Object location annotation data
◇ ◇ ◇

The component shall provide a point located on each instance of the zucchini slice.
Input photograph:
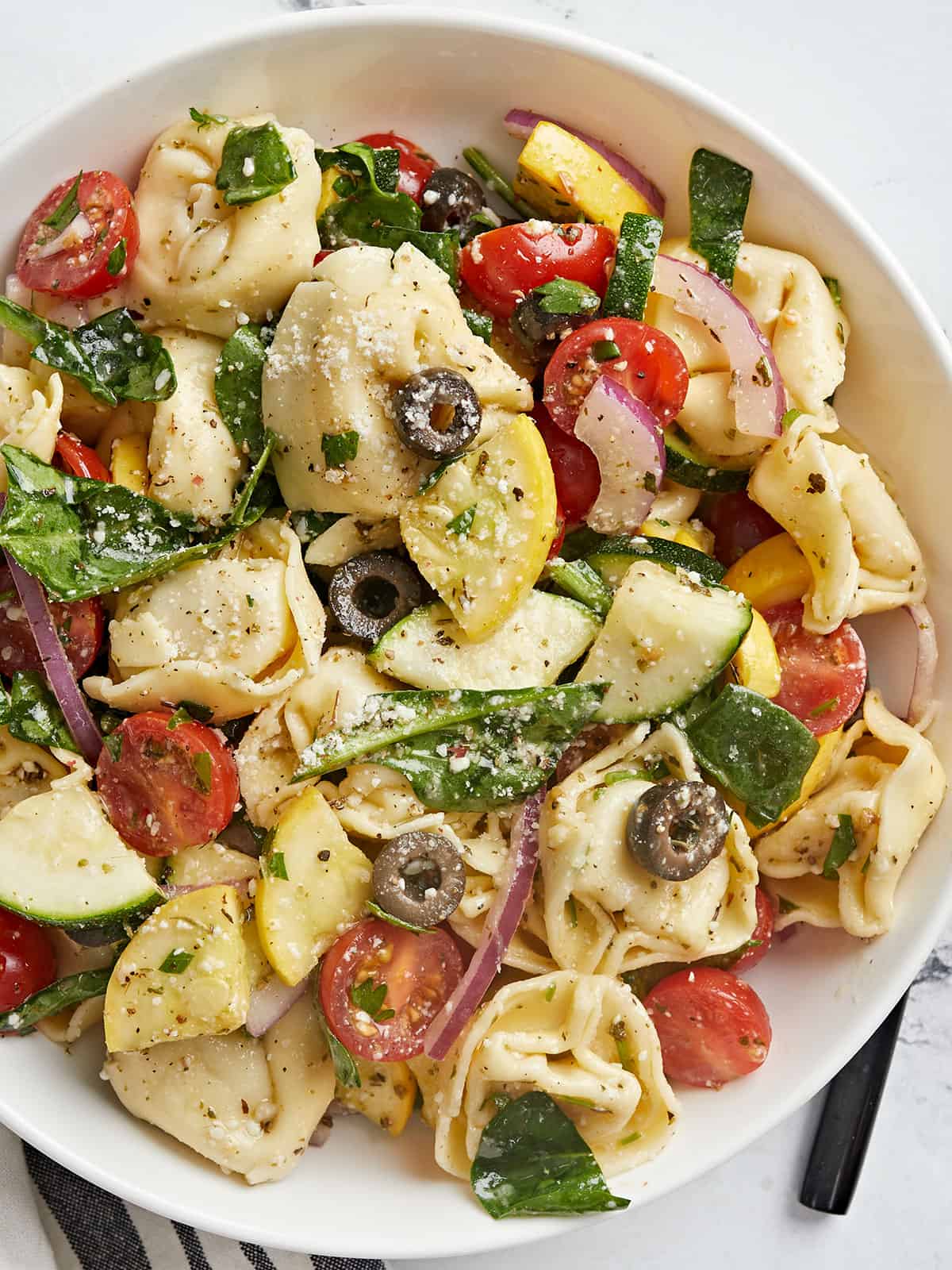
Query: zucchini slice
(687, 465)
(613, 559)
(182, 975)
(664, 639)
(61, 863)
(532, 647)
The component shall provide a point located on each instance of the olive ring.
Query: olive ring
(677, 829)
(419, 878)
(437, 413)
(371, 592)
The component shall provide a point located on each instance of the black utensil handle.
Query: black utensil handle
(847, 1121)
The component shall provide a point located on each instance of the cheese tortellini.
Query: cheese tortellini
(205, 264)
(194, 461)
(268, 755)
(230, 633)
(247, 1104)
(29, 413)
(370, 321)
(583, 1039)
(603, 911)
(892, 787)
(861, 552)
(787, 296)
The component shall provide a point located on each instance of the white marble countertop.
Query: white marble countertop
(861, 89)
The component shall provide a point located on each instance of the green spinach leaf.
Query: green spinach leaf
(842, 848)
(111, 357)
(33, 714)
(466, 749)
(238, 387)
(255, 163)
(532, 1161)
(59, 996)
(84, 537)
(719, 190)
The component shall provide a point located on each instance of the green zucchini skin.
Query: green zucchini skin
(687, 465)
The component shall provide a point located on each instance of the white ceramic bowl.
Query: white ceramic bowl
(446, 80)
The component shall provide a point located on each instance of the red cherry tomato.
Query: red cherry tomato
(761, 940)
(712, 1026)
(562, 525)
(80, 626)
(501, 266)
(78, 459)
(418, 972)
(416, 165)
(574, 467)
(79, 264)
(27, 959)
(169, 787)
(738, 525)
(649, 365)
(823, 677)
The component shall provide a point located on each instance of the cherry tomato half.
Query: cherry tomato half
(738, 525)
(416, 972)
(27, 959)
(74, 260)
(647, 364)
(80, 626)
(712, 1026)
(79, 459)
(501, 266)
(574, 467)
(169, 787)
(762, 939)
(823, 677)
(416, 165)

◇ ◇ ◇

*GIVEN REQUEST*
Starting at the line with "green zucchini skin.", copy every line up to and including the last one in the entries above.

*FINISHED ANSWER*
The component shall provide a point located on each instance of the green zucchini skin.
Query: green zucchini skin
(687, 465)
The component shall provide a point located on each instance of the white ceramic bowl.
Query: white ceramic bowl
(446, 80)
The component shall provide a point located on each instance of the red cherry tomato.
Query: red cherry tomato
(761, 940)
(712, 1026)
(562, 525)
(80, 626)
(501, 266)
(78, 459)
(418, 972)
(416, 165)
(574, 467)
(79, 264)
(27, 959)
(169, 787)
(738, 525)
(649, 365)
(823, 677)
The component shall provide a point located on each instance of the cherry tomato half.
Query: cherry tomato half
(738, 525)
(416, 972)
(27, 959)
(74, 260)
(647, 364)
(80, 626)
(712, 1026)
(79, 459)
(501, 266)
(574, 467)
(169, 787)
(762, 939)
(823, 677)
(416, 165)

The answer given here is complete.